→ Stored data
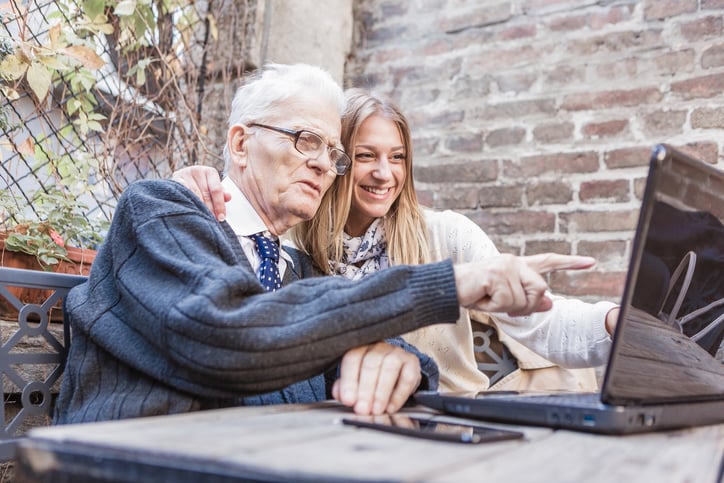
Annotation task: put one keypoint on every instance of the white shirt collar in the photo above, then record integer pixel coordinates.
(245, 221)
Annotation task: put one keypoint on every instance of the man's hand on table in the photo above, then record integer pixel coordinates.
(377, 378)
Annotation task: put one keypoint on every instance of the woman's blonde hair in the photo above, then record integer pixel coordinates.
(404, 225)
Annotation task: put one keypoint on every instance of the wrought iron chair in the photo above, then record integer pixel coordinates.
(31, 391)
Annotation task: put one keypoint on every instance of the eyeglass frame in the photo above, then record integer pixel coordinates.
(296, 134)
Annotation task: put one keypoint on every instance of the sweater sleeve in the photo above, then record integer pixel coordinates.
(171, 295)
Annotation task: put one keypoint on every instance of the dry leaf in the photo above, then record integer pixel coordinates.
(86, 56)
(27, 147)
(39, 78)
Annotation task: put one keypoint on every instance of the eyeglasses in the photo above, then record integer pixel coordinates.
(312, 145)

→ Task item
Your output should be an exact copy of the lines from the one containing "of the sweater" through the last line of the data above.

→ Solution to this task
Annotation task: put one keypoint on every instance of the sweater sleeve in the photo above, then record integer pixel coordinates.
(171, 295)
Annotation task: put one keypoint on every instance of the dry leaf in the photo above, then record integer pixel coordinates.
(86, 56)
(27, 147)
(39, 78)
Annotation task: put one keypoint on every instance of the eyeglasses in the photo above, then record integer pixel coordinates.
(312, 145)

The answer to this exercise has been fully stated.